PAGE TEXT START

Laughing Gas For Labor Pain — Why Not?

Nitrous oxide is used to ease labor pain in most developed countries -- except the U.S.

Here’s a Labor Day question:

Why don’t women in the U.S. have access to nitrous oxide, a safe, inexpensive and fairly simple option for alleviating pain during labor, when women in almost all other developed countries use it widely?

A small band of midwives, doctors and mothers are trying to find out.

Sure, nitrous oxide (aka laughing gas, like you get in the dentist’s office) doesn’t have the super-pain-relieving magic of an epidural. Instead, it offers something closer to an elixir of dulled pain tempered by nonchalance, says William Camann, chief of obstetric anesthesia at the Brigham & Women’s Hospital and the co-author of the book “Easy Labor.” “The pain may still exist for some women but the gas may create a feeling of, ‘Painful contraction? Who cares?’”

So, while nitrous oxide is used by about 50% of laboring women the United Kingdom; 60% in Finland and widely in Canada, according to a published review, it’s available only in two U.S. hospitals.

And this at a time when the U.S. health care system is desperate to reduce costs (C-sections, now at a record high of 32% of all births, are much more expensive than vaginal deliveries) and improve quality.

Dr. Mark Rosen, director of obstetric anesthesia at University of California, San Francisco Medical Center has been offering nitrous to laboring woman for more than 30 years. (It’s also offered at the University of Washington Hospital, Seattle.) Dr. Rosen told me he believes there’s growing interest in the U.S. for pain-relief alternatives, including nitrous oxide. “It’s not a panacea,” he said. “But it would be helpful. I’m an advocate of what works, and it’s nice to have other things to offer women.”

PAGE TEXT END

Summarize the text on laughing gas for labor pain in two sentences.

ENTRIES SHOWN START

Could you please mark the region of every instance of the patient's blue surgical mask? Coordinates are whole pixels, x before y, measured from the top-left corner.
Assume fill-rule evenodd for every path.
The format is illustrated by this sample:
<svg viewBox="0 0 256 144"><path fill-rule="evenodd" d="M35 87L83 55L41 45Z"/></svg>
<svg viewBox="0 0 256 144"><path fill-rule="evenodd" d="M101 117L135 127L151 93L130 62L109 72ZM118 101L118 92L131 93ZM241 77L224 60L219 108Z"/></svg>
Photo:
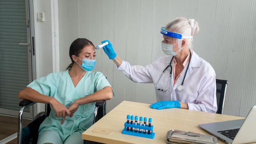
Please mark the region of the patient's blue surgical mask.
<svg viewBox="0 0 256 144"><path fill-rule="evenodd" d="M76 62L77 63L80 65L83 70L84 71L90 71L94 68L94 66L96 65L96 60L91 60L89 59L81 59L77 56L77 58L82 60L83 63L82 65L79 65L79 63Z"/></svg>
<svg viewBox="0 0 256 144"><path fill-rule="evenodd" d="M179 49L178 51L173 51L173 46L177 43L178 42L174 44L165 44L162 42L162 50L163 50L163 51L166 55L175 56L177 54L177 52L182 49L182 48L181 47L180 49Z"/></svg>

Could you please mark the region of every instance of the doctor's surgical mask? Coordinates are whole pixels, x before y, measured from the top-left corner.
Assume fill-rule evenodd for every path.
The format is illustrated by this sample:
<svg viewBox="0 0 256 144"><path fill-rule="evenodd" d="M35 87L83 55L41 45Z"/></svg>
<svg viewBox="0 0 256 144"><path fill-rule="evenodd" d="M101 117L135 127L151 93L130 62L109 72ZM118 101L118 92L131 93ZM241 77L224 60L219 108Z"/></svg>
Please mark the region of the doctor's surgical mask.
<svg viewBox="0 0 256 144"><path fill-rule="evenodd" d="M80 65L77 61L76 62L85 71L91 70L94 68L94 66L96 65L96 60L95 60L88 59L81 59L77 56L76 57L82 60L83 63L82 63L82 65Z"/></svg>
<svg viewBox="0 0 256 144"><path fill-rule="evenodd" d="M181 41L182 41L182 40L174 44L168 44L162 42L162 50L163 50L163 52L165 53L166 55L175 56L176 54L177 54L177 52L182 49L182 47L181 47L176 51L173 51L173 46L177 44Z"/></svg>

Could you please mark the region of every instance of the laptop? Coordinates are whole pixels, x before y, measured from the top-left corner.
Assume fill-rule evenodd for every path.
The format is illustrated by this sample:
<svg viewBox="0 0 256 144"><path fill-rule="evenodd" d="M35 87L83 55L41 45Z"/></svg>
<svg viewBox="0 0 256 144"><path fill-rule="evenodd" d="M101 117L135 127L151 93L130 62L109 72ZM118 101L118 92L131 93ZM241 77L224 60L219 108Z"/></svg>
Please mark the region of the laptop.
<svg viewBox="0 0 256 144"><path fill-rule="evenodd" d="M245 119L201 124L198 126L228 144L256 142L256 106Z"/></svg>

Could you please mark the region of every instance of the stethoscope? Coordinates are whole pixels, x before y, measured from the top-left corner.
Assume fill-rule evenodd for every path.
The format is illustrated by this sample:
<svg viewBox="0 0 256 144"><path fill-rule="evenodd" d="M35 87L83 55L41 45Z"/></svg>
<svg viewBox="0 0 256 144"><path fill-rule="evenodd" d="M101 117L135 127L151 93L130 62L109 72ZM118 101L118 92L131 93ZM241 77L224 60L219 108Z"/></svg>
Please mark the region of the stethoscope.
<svg viewBox="0 0 256 144"><path fill-rule="evenodd" d="M184 83L184 81L185 80L185 78L186 78L186 75L187 74L187 72L188 72L188 70L189 69L189 64L190 64L190 61L191 60L191 51L189 51L189 54L190 54L189 61L189 65L188 65L187 69L186 70L186 72L185 73L185 75L184 76L184 77L183 78L183 80L182 81L182 83L181 85L178 86L178 87L177 87L177 89L178 90L178 91L182 91L183 89L184 89L184 88L183 87L183 84ZM171 78L172 77L172 66L171 64L172 64L172 60L173 60L174 58L174 56L172 57L172 60L171 60L171 61L170 62L170 64L167 67L166 67L163 71L163 73L162 73L162 74L161 74L161 75L160 76L160 77L158 79L158 81L157 81L157 82L156 83L156 86L155 86L155 88L156 88L156 89L158 90L158 91L161 90L161 91L164 92L165 92L165 91L167 91L167 90L168 90L168 88L169 88L169 85L170 84L170 80L171 80ZM168 82L168 86L167 86L167 88L165 90L164 90L163 89L161 89L160 88L156 88L157 84L158 84L158 82L159 82L160 79L161 79L161 78L162 77L163 74L165 73L165 71L166 70L167 70L167 69L168 68L168 67L170 67L171 68L171 70L170 72L170 77L169 78L169 81Z"/></svg>

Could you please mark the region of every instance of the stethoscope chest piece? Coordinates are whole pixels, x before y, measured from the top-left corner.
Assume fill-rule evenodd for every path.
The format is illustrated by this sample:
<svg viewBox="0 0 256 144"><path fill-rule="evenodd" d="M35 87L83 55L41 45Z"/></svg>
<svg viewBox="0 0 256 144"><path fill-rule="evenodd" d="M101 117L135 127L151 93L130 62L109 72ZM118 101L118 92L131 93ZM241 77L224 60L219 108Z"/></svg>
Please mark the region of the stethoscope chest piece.
<svg viewBox="0 0 256 144"><path fill-rule="evenodd" d="M184 89L184 88L183 88L183 86L182 85L179 85L178 86L178 87L177 87L177 89L178 90L178 91L182 91L182 90L183 90Z"/></svg>

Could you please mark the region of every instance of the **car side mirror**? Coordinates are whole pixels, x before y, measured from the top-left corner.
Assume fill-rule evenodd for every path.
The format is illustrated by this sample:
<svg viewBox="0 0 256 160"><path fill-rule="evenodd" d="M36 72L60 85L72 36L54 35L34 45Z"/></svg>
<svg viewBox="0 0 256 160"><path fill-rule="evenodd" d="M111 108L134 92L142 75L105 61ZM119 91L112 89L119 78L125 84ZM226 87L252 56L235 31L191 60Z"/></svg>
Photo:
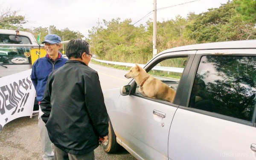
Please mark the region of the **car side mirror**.
<svg viewBox="0 0 256 160"><path fill-rule="evenodd" d="M120 89L120 94L123 96L130 94L131 93L131 85L126 85L121 87Z"/></svg>
<svg viewBox="0 0 256 160"><path fill-rule="evenodd" d="M21 37L20 37L20 36L17 36L10 35L9 36L9 39L13 41L17 42L20 42L22 41L21 40Z"/></svg>

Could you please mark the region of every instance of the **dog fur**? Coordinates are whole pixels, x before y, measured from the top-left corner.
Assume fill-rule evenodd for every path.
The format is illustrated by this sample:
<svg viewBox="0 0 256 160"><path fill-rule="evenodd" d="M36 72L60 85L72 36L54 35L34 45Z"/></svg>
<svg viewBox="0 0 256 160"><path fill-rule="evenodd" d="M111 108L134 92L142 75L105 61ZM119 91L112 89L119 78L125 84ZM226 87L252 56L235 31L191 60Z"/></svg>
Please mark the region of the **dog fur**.
<svg viewBox="0 0 256 160"><path fill-rule="evenodd" d="M134 79L140 86L140 91L143 95L171 103L173 102L175 91L166 84L148 74L137 64L131 67L125 77Z"/></svg>

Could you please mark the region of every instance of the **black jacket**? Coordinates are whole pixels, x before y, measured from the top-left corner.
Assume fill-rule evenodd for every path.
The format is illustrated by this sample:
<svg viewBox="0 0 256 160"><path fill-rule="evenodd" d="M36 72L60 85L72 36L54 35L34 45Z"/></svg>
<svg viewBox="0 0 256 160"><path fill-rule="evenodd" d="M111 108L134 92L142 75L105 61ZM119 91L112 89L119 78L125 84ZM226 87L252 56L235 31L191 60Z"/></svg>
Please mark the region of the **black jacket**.
<svg viewBox="0 0 256 160"><path fill-rule="evenodd" d="M108 135L108 117L97 72L69 60L49 76L40 106L50 140L64 151L81 154Z"/></svg>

ENTRIES SHOWN END

## RESPONSE BELOW
Nitrous oxide is a safe, inexpensive and fairly simple option for easing labor pain that is widely used in most developed countries, including the United Kingdom, Finland and Canada, yet it is available in only two U.S. hospitals. It lacks the strong pain relief of an epidural but can make laboring women care less about their pain, and an anesthesiologist who has offered it for more than 30 years sees growing U.S. interest in such alternatives.